■ **DATASET EXCERPTS**
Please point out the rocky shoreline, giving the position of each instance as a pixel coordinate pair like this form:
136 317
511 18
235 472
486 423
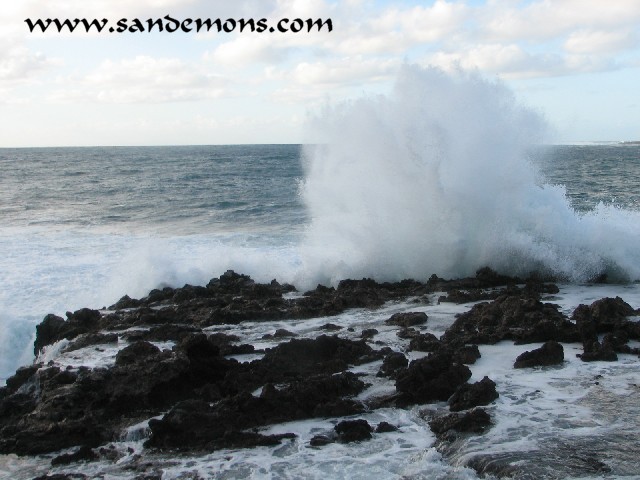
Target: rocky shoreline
174 369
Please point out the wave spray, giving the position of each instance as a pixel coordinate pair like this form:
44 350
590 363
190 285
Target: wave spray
436 178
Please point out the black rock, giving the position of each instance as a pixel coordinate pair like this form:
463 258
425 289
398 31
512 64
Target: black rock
83 454
353 430
473 395
392 364
385 427
407 319
550 353
429 379
136 352
475 421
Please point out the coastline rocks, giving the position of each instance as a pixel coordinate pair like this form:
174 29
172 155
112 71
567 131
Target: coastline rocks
393 363
407 319
550 353
196 424
353 430
517 318
429 379
474 421
473 395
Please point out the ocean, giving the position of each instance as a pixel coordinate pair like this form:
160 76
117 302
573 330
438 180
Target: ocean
381 194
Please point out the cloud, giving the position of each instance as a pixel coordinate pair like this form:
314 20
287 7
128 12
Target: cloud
344 71
545 19
19 65
600 42
142 80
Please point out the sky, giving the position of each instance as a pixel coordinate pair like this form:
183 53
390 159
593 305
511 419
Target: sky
577 62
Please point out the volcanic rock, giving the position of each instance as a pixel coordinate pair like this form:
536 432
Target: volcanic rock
432 378
550 353
353 430
476 421
473 395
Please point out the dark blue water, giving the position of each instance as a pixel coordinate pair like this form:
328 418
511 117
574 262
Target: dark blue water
169 189
83 226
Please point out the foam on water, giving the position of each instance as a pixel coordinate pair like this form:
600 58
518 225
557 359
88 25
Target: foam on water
436 178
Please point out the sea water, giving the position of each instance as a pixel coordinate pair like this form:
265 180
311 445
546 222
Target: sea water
444 175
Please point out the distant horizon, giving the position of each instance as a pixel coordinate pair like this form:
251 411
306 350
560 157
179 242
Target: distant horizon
577 143
576 63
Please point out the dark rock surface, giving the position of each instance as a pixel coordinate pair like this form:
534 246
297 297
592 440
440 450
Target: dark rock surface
430 379
353 430
407 319
522 319
473 395
550 353
393 363
475 421
203 400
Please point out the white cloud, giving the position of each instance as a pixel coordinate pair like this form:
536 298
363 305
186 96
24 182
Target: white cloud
247 49
344 71
600 42
546 19
142 80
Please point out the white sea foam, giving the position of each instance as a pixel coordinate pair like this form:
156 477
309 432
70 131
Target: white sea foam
435 178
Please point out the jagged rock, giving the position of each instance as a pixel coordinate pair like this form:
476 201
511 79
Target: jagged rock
467 354
330 327
136 352
393 363
326 354
473 395
475 421
550 353
353 430
517 318
385 427
407 319
594 352
321 440
368 333
425 342
432 378
196 424
83 454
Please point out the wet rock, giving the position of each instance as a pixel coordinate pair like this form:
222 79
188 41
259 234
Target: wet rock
550 353
393 363
594 352
473 395
467 354
425 342
407 319
519 318
62 476
474 421
283 333
196 424
429 379
330 327
385 427
91 339
325 354
321 440
369 333
48 331
136 352
83 454
125 302
353 430
22 375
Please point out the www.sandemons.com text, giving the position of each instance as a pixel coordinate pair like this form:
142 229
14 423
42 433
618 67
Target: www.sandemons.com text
170 24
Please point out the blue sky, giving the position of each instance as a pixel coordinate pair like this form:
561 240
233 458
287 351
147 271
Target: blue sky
575 61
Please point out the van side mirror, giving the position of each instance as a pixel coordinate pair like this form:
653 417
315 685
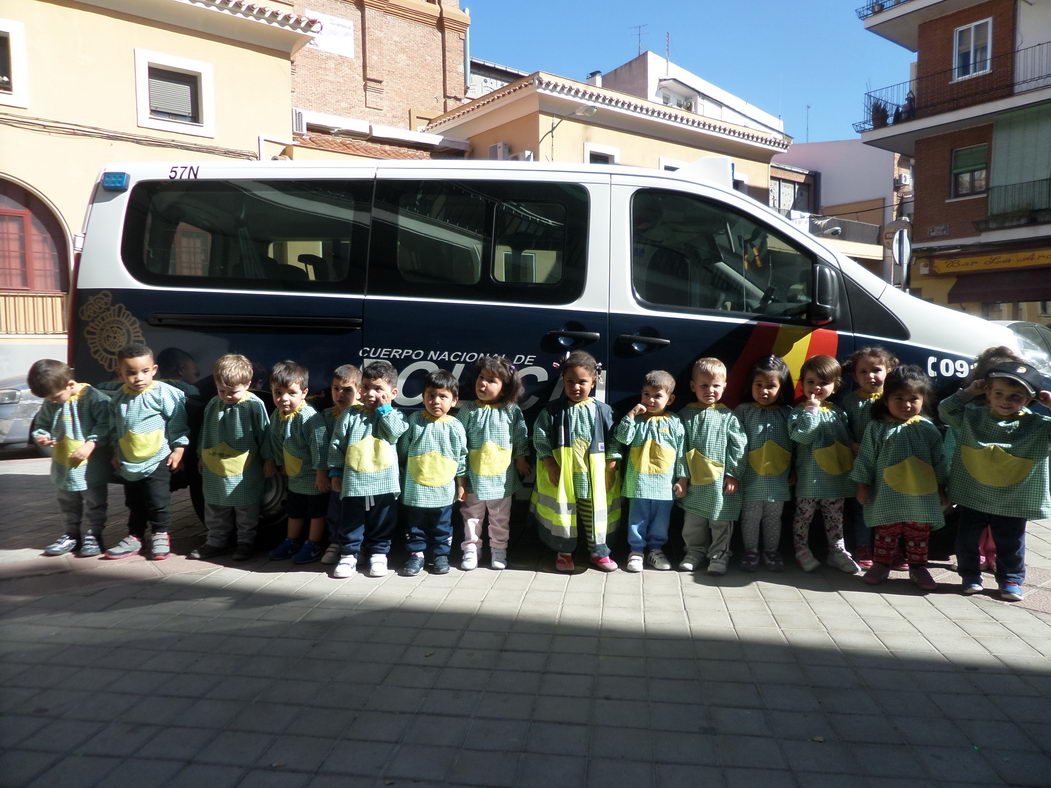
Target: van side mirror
824 305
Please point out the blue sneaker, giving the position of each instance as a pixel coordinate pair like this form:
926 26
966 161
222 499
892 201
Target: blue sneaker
1010 593
309 553
285 551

■ **WRITTEN PROBLEM**
Write out exactly, and nothing more than, the lines of the entries above from the line containing "Please point out the wet" through the final line; omit any pictures.

■ **IN RESPONSE**
Please point out the wet rock, giving the position of each instance as a pixel coordinate pair like this form:
222 79
188 41
259 234
Target: wet rock
550 353
393 363
594 352
473 395
467 354
425 342
407 319
519 318
62 476
474 421
283 333
196 424
429 379
330 327
385 427
91 339
325 354
321 440
369 333
48 331
136 352
83 454
125 302
353 430
22 375
Please point out the www.sandemons.com text, giving the position of each instance as a pixel coordinate pair like this form:
142 229
14 423
42 433
618 67
Target: www.sandemons.com text
170 24
Please point out the blue sky, giving the position of each instance as a pixel coordinate pair like this form:
561 240
233 458
287 351
147 271
Target: blue sky
575 61
Please point out the van side mirror, giving the position of each instance as a pixel coordinate pair like this form:
653 417
315 685
Target: van side mirror
824 305
Please point out the blue sneaker, giving the position of each instance as a pixel coordinate pair like this form:
926 26
966 161
222 499
892 201
Target: blue sneaker
1010 593
309 553
285 551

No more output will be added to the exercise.